| INPUT RECORDS |
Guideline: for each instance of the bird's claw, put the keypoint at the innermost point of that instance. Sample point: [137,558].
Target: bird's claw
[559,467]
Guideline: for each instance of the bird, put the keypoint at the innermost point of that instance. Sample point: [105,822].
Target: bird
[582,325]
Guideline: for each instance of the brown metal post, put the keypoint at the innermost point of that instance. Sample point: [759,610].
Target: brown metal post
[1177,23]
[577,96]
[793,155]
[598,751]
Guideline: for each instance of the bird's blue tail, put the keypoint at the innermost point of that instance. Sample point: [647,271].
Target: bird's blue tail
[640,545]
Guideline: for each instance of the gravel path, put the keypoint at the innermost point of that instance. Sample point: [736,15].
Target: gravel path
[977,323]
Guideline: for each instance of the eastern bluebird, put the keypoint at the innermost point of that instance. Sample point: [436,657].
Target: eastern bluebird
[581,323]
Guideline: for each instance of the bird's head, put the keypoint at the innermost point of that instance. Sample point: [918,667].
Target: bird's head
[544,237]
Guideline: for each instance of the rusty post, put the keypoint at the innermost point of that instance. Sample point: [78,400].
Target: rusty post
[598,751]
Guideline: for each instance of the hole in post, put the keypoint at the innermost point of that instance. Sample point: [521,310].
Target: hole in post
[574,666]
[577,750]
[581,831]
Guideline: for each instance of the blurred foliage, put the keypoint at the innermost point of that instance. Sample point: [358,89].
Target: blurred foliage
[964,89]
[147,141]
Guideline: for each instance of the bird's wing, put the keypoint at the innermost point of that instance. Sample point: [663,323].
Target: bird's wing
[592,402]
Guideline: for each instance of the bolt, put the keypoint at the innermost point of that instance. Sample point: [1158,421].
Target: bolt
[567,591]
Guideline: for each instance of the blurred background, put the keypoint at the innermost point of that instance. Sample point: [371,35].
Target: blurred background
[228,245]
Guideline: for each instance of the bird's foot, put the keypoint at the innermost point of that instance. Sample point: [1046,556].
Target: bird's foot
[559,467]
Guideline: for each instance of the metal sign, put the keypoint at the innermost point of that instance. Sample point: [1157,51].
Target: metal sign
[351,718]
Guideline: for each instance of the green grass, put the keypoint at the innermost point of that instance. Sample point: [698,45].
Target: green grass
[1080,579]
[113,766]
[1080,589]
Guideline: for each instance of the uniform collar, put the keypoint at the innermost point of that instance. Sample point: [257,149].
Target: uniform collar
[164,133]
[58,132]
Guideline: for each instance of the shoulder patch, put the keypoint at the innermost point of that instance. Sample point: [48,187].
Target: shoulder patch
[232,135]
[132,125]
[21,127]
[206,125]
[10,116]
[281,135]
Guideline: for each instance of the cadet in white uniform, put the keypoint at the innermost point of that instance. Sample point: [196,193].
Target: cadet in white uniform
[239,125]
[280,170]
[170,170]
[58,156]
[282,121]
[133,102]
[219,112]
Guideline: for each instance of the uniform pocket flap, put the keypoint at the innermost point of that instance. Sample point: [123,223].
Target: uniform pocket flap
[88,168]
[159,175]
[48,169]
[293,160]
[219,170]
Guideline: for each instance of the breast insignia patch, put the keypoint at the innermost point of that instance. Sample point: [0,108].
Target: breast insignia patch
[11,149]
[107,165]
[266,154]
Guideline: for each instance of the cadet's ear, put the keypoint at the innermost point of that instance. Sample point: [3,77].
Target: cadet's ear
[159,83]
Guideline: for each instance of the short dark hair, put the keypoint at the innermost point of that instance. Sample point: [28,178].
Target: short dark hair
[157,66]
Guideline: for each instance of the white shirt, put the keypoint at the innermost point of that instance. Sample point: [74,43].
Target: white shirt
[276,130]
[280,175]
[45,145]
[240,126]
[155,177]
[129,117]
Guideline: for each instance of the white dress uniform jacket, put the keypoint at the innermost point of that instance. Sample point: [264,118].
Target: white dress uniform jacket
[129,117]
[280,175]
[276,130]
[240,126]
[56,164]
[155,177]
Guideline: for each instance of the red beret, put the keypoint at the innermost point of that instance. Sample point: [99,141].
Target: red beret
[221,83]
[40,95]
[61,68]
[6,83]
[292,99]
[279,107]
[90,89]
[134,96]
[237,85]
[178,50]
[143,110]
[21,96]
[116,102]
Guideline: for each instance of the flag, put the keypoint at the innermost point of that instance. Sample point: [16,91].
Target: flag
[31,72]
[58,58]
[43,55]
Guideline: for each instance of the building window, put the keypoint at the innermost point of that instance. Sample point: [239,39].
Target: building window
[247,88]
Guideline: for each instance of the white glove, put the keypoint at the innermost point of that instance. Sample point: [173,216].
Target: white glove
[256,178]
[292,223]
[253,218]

| TASK DIRECTIONS |
Go back to the listing above and please repeat it exactly.

| RESULT OF THE TASK |
Guideline: for each instance of the bird's claw, put the keypoint at the innermost point of that instance. Sample point: [137,558].
Target: bird's claw
[559,467]
Guideline: for each instance of the bird, put the keypoint at the innermost point of that instance. Sample point: [105,822].
Target: bird
[582,325]
Guideline: for each instance of the brown metal post, put the keypoint at the innermost point of that instance. Sample point: [759,610].
Target: brown metal post
[1177,23]
[577,96]
[793,155]
[598,751]
Guideline: for each instance of the bird's blue tail, put the keypoint at the innermost point of that instance. Sample point: [647,271].
Target: bird's blue tail
[640,545]
Guideline: for each instance of the gravel path, put the keypoint at the innermost point of that instance. Sample point: [736,15].
Target: gravel path
[977,323]
Guideline: for each instance of the eastern bluebird, put the keypoint at the innermost point of that instance. Sample point: [436,657].
Target: eastern bluebird
[581,323]
Guideline: for each instance of the bird's head, put the keypoint at the innermost point of that instance. Sample point: [918,667].
Target: bird's head
[544,237]
Guideline: for each instance of the rusty post, put the keypoint at the innermost point of that instance. Sample point: [78,400].
Target: rusty post
[598,751]
Guideline: for each instance of the hole in post, put the keypoint at the innermost point of that instance. Sample point: [521,310].
Target: hole in post
[574,666]
[577,750]
[581,831]
Guideline: for each instance of the blurred foliage, put the keypoint at the innermost point of that instance. Sample point: [358,89].
Target: blurred foliage
[964,89]
[147,141]
Guideline: for each instance of the bird's wing, put the keypoint at the innermost point of that instance. Sample point: [663,323].
Target: bird's wing
[592,402]
Guideline: for each instance of the bolt, put the keypoint at the innermost point of that instance. Sample point: [1158,421].
Target: bolt
[567,591]
Guideline: for each instance of the blurred background, put the keypoint at the innermost point of that instance. Sample point: [371,35].
Target: blurred background
[228,245]
Guideline: for each instance of the bird's foot, put the keypoint at the innermost point of that instance. Sample point: [1046,556].
Target: bird's foot
[559,467]
Guideline: for each instance of the metal sign, put the keypoint at the innermost point of that instance. Sample point: [1157,51].
Target: metal sign
[351,718]
Guideline: for each instance of the green grass, put the keypoint at the innermost point of that instance. Sample point: [698,45].
Target: green grass
[1080,579]
[113,766]
[1080,589]
Guideline: for each instance of the uniform collar, put the keypoint at the innermost point of that instance. Sample point: [257,149].
Target: uniform collar
[164,133]
[58,132]
Guideline: for each instance of the shoulder patch, put the keypoint at the innermost point of that instance. Sample point: [48,187].
Target: shoulder patch
[232,135]
[132,125]
[21,127]
[206,125]
[10,116]
[281,135]
Guideline: for each instance of the cadet in white uniform, put the keypoint at the innermost point of that instance. Sample point: [196,193].
Target: cadet in white uniform
[239,125]
[280,170]
[170,170]
[58,156]
[282,121]
[133,102]
[219,112]
Guideline: for each instance of the uniform pocket flap, put the keypoint at the innermost point of that instance. Sample point: [123,223].
Target: uniform pocket flap
[88,168]
[159,175]
[48,169]
[293,160]
[219,170]
Guideline: for each instance of the breast insignia patch, put the keypoint at the innermost point of that instance. Sample point: [0,108].
Target: breast insignia patch
[11,149]
[107,165]
[266,154]
Guideline: for each instance of the cadet's ear, put the keypoint at the innermost point of that instance. Sample point: [3,77].
Target: cadet's ear
[159,83]
Guideline: for each instance of the short dark hair, put the keypoint at the innermost point of that instance. Sample point: [28,178].
Target: short dark hair
[157,66]
Guideline: for each instance of the white shirt, put the keypoint at the innermost point of that instance. Sample point: [74,43].
Target: white shirt
[276,130]
[280,175]
[45,145]
[240,126]
[155,177]
[129,117]
Guideline: for each instance of the white dress uniform jacket, put the keypoint at the innermost point of that instance. Sample point: [264,118].
Target: white dress uniform jacket
[129,117]
[280,175]
[276,130]
[240,126]
[56,164]
[155,177]
Guideline: for each instance of the red beret, put the keypoint at the innermost point of that instance. Sample point: [99,141].
Target: red beret
[221,83]
[40,95]
[61,68]
[6,83]
[292,99]
[279,107]
[90,89]
[134,96]
[237,85]
[178,50]
[143,110]
[21,96]
[116,102]
Guideline: for each instance of the flag, put the keypoint at the innermost point of that instance. Sample point: [16,91].
Target: flag
[31,72]
[58,58]
[43,55]
Guideline: for each instance of the building window, put the keypoint at the innermost point of that instance. Sample point: [239,39].
Target: building window
[247,88]
Guideline: for each instance of the white glove, put the keypoint at the innermost point of that instance. Sample point: [173,216].
Target: white glove
[256,178]
[292,223]
[253,218]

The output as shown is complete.